_Data shown_.
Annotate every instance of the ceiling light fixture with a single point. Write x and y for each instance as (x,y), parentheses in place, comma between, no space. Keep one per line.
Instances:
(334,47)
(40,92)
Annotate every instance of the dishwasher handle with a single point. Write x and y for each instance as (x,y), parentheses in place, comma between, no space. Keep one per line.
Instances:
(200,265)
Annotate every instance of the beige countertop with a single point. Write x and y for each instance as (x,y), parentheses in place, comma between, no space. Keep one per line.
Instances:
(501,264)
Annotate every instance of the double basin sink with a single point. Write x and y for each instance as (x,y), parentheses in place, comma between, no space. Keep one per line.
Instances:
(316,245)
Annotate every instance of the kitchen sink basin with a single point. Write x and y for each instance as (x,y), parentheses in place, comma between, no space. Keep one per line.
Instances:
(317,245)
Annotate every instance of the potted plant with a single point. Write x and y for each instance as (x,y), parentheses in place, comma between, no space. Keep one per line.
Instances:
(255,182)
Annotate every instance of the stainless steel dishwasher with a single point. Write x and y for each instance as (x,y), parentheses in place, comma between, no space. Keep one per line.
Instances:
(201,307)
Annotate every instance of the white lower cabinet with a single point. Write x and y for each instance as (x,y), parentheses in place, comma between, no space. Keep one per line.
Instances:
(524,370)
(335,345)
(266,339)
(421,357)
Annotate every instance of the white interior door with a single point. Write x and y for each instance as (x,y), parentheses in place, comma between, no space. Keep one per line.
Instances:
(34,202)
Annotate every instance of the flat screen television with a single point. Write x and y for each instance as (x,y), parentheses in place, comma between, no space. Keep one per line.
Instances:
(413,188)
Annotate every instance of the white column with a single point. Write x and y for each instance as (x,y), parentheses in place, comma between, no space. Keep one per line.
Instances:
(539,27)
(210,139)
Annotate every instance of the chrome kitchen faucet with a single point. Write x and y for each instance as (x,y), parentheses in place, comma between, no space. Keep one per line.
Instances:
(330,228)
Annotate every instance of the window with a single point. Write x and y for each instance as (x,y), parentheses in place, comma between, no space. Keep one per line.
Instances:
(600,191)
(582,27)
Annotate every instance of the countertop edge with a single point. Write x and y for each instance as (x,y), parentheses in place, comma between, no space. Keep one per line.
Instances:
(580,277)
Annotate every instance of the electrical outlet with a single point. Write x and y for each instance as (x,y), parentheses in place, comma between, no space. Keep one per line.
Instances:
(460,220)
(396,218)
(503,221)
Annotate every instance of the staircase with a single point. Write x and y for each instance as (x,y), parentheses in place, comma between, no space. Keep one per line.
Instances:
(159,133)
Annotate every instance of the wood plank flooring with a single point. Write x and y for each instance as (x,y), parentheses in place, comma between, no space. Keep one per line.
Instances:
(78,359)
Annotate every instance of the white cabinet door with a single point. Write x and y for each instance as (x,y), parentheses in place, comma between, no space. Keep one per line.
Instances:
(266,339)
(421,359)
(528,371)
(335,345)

_Goal_.
In full and verbatim, repeat the records given above.

_Final result_.
Annotate every instance of the ceiling light fixture with a single point. Write x and y for each instance as (x,y), parentheses in place, comma between, no space. Keep one per line.
Instances:
(334,47)
(40,92)
Annotate every instance of the dishwasher handle with a single point. Write x and y for each instance as (x,y), parentheses in place, comma between, no space. Keep one per line.
Instances:
(200,265)
Annotate every instance of the beige countertop with a single point. Write x and y for each instance as (x,y), parentheses in place, comma between, no space. Keep one per line.
Instances:
(501,264)
Annotate every instance of the double basin sink with a single point. Write x and y for each instance as (x,y), parentheses in place, comma between, no space. Keep one per line.
Instances:
(316,245)
Annotate every instance of the kitchen sink basin with a single point. Write x and y for each instance as (x,y), parentheses in place, comma between, no space. Keep one per line.
Instances:
(317,245)
Annotate every instance of the potted plant with a single point. Write x and y for each instance as (x,y), parentheses in place, comma between, no space. Keep one per line.
Instances:
(255,182)
Annotate every instance of the stainless steel dishwasher with a single point. Write x and y for each instance as (x,y), parentheses in place, comma between, no space. Keep one per line.
Instances:
(201,307)
Annotate every instance of the white lower cabinet with a single point. Write x and y for each instance as (x,y), parentheses in place, comma between, no space. Keep one per line.
Instances:
(524,370)
(335,345)
(266,339)
(421,357)
Annotate every instance of the white interior door with a single point. Write x and y for each instance as (x,y), parentheses in place, comma between, no space. Keep one per line.
Instances:
(34,202)
Annotate every instance of the flat screen television with a single point. Write x and y for each instance as (x,y), parentheses in place, comma between, no space. Keep one per line.
Instances:
(413,188)
Annotate every instance of the white column with a single point. Write x and y for each instance as (x,y), parentheses in place, comma between, no space. Keep one per line.
Instances:
(539,27)
(210,139)
Annotate every instance of the chrome kitchen faucet with a single point. Write x and y for each instance as (x,y), parentheses in place, comma between, no space. Keep one per line.
Instances:
(330,228)
Annotate every instance of the window with a single point. Write x and y for each instance as (x,y), parentheses in place, comma between, no space. Keep one per line.
Instances:
(600,191)
(582,27)
Annotate every instance of the countertop edge with a single point. Write x and y for each instance as (x,y), parentheses in place, comma between, no space. Keep one per line.
Instances:
(580,277)
Annotate every instance of the electrical outlet with a single point. Write x and y for each instance as (x,y), parentheses in place, comma between, no space. Keep one per line.
Instances:
(460,220)
(396,218)
(503,221)
Annotate every instance of the staircase with a single point. Write x and y for each instance as (x,y), parentheses in place, comma between, no space. Keep one per line.
Instances:
(159,133)
Annotate every instance of the wood plank flooring with a single point. Write x and y for each instance as (x,y), parentheses in place, comma between, no space. Keep one per line.
Instances:
(78,359)
Annotate every instance of the white cabinet door with a single point. Write x and y for each instance as (x,y), parentheses in place, comma between, no space. Keep one per line.
Instances:
(266,339)
(421,359)
(528,371)
(335,345)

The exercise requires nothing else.